[Point labeling data]
========================
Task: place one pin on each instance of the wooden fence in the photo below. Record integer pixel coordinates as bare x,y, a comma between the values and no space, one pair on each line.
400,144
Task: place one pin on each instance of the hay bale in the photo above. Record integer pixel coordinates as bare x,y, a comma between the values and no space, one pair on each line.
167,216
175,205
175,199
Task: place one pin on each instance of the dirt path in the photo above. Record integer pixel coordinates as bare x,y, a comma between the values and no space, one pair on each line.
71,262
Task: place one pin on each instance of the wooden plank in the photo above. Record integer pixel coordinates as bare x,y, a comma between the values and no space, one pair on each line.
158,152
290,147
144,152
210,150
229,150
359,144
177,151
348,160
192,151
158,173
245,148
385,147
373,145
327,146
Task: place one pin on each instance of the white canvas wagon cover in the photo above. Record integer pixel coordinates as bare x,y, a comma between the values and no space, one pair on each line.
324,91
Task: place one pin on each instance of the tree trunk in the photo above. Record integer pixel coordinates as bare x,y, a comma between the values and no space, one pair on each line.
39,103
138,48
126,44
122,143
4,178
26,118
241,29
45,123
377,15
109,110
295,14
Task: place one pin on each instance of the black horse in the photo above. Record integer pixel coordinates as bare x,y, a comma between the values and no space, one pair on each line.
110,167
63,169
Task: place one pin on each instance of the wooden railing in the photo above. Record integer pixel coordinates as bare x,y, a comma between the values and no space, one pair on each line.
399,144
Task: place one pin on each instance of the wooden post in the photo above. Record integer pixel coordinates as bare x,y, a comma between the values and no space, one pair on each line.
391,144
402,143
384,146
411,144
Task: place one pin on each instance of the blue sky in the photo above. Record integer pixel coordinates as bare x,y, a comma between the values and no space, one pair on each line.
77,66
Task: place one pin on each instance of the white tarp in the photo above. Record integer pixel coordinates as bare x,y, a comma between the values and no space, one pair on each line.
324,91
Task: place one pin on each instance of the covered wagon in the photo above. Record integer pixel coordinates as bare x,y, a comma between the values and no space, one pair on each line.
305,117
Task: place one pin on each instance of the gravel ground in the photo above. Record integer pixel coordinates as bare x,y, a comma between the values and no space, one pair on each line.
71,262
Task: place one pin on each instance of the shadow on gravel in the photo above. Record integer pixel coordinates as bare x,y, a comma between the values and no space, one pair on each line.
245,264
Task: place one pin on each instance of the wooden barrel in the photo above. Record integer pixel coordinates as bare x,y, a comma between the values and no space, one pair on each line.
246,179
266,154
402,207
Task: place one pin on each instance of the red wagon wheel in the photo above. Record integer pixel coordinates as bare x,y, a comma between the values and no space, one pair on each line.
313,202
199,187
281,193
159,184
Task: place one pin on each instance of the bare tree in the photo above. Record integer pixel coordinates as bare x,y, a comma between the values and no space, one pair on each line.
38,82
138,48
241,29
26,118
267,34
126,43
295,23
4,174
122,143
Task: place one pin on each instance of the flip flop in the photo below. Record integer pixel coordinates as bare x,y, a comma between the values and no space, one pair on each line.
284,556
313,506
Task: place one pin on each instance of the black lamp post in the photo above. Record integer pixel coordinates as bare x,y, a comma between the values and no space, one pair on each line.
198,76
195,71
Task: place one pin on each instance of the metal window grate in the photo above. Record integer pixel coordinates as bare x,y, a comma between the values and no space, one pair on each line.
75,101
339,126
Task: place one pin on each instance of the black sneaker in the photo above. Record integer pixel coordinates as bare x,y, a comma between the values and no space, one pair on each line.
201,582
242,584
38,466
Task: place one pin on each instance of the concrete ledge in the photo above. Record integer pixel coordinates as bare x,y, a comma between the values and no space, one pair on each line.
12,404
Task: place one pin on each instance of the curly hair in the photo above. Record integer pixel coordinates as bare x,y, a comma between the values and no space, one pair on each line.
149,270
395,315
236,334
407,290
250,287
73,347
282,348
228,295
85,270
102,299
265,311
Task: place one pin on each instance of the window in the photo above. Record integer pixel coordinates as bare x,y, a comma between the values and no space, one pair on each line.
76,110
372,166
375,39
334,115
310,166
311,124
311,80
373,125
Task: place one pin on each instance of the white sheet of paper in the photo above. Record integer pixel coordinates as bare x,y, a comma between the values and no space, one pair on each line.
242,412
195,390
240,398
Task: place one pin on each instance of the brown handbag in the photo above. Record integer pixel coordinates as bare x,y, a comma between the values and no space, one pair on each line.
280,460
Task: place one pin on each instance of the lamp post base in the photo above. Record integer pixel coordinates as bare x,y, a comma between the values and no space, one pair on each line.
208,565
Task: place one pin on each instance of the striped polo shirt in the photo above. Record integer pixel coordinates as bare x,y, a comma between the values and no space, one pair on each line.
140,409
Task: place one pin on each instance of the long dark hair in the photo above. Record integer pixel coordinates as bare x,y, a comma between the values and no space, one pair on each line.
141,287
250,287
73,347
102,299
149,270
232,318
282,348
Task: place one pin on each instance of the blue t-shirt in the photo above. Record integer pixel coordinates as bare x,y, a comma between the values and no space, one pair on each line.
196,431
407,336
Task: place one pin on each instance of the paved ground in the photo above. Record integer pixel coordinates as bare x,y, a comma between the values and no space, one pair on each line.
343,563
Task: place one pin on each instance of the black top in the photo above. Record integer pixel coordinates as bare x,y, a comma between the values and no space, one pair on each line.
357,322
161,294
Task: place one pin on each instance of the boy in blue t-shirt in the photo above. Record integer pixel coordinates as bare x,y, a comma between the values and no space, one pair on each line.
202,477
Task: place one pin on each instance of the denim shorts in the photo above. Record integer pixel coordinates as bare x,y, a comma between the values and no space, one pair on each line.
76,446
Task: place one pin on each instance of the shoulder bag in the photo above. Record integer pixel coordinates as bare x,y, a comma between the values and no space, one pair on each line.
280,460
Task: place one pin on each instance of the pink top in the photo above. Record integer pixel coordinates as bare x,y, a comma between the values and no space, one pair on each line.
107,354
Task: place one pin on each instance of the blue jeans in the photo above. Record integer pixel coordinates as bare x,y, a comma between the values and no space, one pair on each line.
========================
▸ What needs to be done: Please update all the data above, replacing "integer pixel coordinates" with "whole-number pixel coordinates" everywhere it occurs and leaving everything else unchanged.

▸ Reply to the task:
Task: place one pin on each instance of the wooden fence in the photo below. Record whole-number pixel coordinates as bare x,y, a comma between the values and no space, one pair on each line.
400,144
Task: place one pin on each instance of the hay bale in the photo above. Record whole-number pixel coordinates as bare x,y, a comma between the values and no space, one pair on each line.
167,216
175,205
175,199
Task: place one pin on each instance of the dirt path in the photo above. Record whole-number pixel coordinates as bare x,y, a comma between the values and no space, one pair on each line.
71,262
Task: place one pin on each instance of the wooden plank in the photo above. Record whole-number pixel coordinates as bare x,y, a comma between the values and no space, one pair on each line.
158,152
290,147
144,152
210,150
229,150
359,144
177,151
348,160
192,151
158,173
245,148
385,147
373,145
327,146
Task: place one pin on each instance of the white canvas wagon cover in the photo above. Record whole-number pixel coordinates as bare x,y, a comma between the values and no space, one pair on each line.
324,91
Task: place one pin on each instance of the tree trunk in the photo above. Record whole-number pixel coordinates as bare x,y, a comma between the values and no space, one pair on each line.
39,103
138,48
126,44
122,143
4,178
26,118
241,29
45,123
377,15
109,110
295,14
Task: place one pin on each instance of the black horse in the photo above. Record whole-number pixel coordinates as bare x,y, a comma between the values and no space, one pair on each line.
110,167
63,169
Task: place one pin on each instance of the wooden railing in the photo above. Record whole-number pixel coordinates as bare x,y, a comma between the values and no space, one pair on each line.
399,144
Task: place one pin on each instance of the wooden post in the photo above. Record whole-number pixel coordinates as bare x,y, a comma between the values and no space, one pair on each line.
391,144
402,143
384,146
411,144
Task: place one pin on each instance of the blue sky in the photo above. Record whole-number pixel coordinates as bare x,y, a comma between the values and no space, one pair on each line.
77,66
Task: place one pin on each instance of the white tarp in the photo above. Record whole-number pixel coordinates as bare x,y, a comma between the values and no space, one pair on each line.
324,91
Task: place one pin on each instance of the covered wagon in the photo above. Record whole-number pixel coordinates as bare x,y, a comma between the values and no space, one pair on each line.
305,117
Task: place one pin on each instance of the gravel ground in the photo above. Record whole-number pixel coordinates as bare x,y, a comma between the values and no space, one pair on each line.
71,262
Task: place one pin on each instance of the shadow on gravel in the photo above. Record whole-number pixel coordinates as bare x,y, a comma between the values and no space, one pair on each line.
245,264
Task: place one pin on each instance of the wooden barrel in the photo above. Record whole-number pixel coordinates as bare x,y, a comma between the values and no space, one pair on each line.
246,179
266,154
402,207
Task: place one pin on each instance of the red wagon wheel in the photo above. Record whole-number pixel coordinates as bare x,y, a comma between the values and no space, one pair on each line.
313,202
199,187
281,193
159,184
Task: place one pin on each instance of the bare tree in the photo above. Record whole-number pixel coordinates as bare x,y, a comma between the values and no space, one pair on each line.
38,82
138,48
241,29
26,118
267,34
126,43
295,23
4,174
122,143
Task: place one pin on each instance of the flip flop in the photo below. Record whole-number pixel coordinates as bare x,y, a comma between the values and no space, one pair on each line.
284,556
313,506
Task: place one pin on each instance of the black lamp post in the photo above. Record whole-number pixel coordinates as bare x,y, a comma between the values and no space, one pair on each line.
198,76
195,71
Task: place one pin on each instance of the metal window grate in the photo above. Record whole-number pixel coordinates as bare x,y, a comma between the values and no space, one pair on each line.
75,101
339,126
Task: place one pin on each instance of the black sneaker in the photo above. Record whole-number pixel coordinates as bare x,y, a comma between the values and no space, one pair on each line.
201,582
242,584
38,466
Task: place one pin on each instance of the concrete ledge in the photo above. Record whole-number pixel coordinates as bare x,y, a comma between the values and no space, one pair on each line.
12,404
Task: place one pin on each instance of the curly hair in the photo above. Record whole-number pixel coordinates as bare x,y, a comma between the values and no space, one pair on each line.
149,270
395,315
236,334
407,290
250,287
73,347
282,348
228,295
85,270
102,299
265,311
Task: place one pin on each instance of the window in the photo above. Record whole-number pixel coordinates as bare x,y, a comma between the values and no space, one pair on each line.
76,110
372,166
375,39
334,115
310,166
311,124
311,80
373,125
Task: place one pin on each instance of the white sheet of paper in the photo above. Record whole-number pixel coordinates as bare x,y, a comma between the values and no space, one pair on each line.
242,412
195,390
240,398
Task: place one pin on each instance of the brown handbag in the photo above. Record whole-number pixel coordinates as bare x,y, a comma between the values and no space, one pair on each line.
280,460
Task: place one pin on each instance of the lamp post base in the photo above. Record whole-number pixel coordinates as bare x,y, a comma between the values and no space, one pair on each line.
208,565
Task: place one pin on each instance of the striped polo shirt in the photo above. Record whole-number pixel coordinates as bare x,y, a comma between the values and no space, one pair on each line.
140,409
Task: place one pin on each instance of the long dark hair in the photo above. Record whole-number pixel coordinates as bare x,y, a comma between the values and no space, one pair on each line.
141,287
250,287
73,347
102,299
149,270
232,318
282,348
Task: place one pin on each instance of the blue t-shirt in the photo above. Record whole-number pixel coordinates as bare x,y, a comma between the values and no space, one pair on each line.
196,431
407,336
Task: place one pin on each instance of the paved ground in the photo above. Record whole-number pixel coordinates as bare x,y, a comma between the values and no space, one pair on each line.
343,563
Task: place one pin on each instance of the black top in the photo above. Record whole-number pixel coordinates as bare x,y, a comma between the values and no space, one pair on each line.
357,322
161,294
Task: place one pin on each instance of the boy in blue t-shirt in the photo above. Record whole-number pixel coordinates as bare x,y, a comma between the values and no space, one pair on each line.
202,477
Task: place one pin on each instance of the denim shorts in the photo above. Record whole-number pixel coordinates as bare x,y, a comma between the values and no space, one pair on each line.
76,446
Task: place one pin on each instance of the shoulder bag in the photo above. Record whole-number pixel coordinates as bare x,y, a comma between the values and no space, one pair on each line.
280,460
Task: place one pin on each instance of the pink top in the photo above. Record whole-number pixel coordinates as bare x,y, a comma between the values and no space, one pair on each line.
107,354
Task: place one pin on each instance of the blue jeans in the photo above. Record whole-number pixel coordinates as bare x,y, a comma between the values and no space, one pair on each line.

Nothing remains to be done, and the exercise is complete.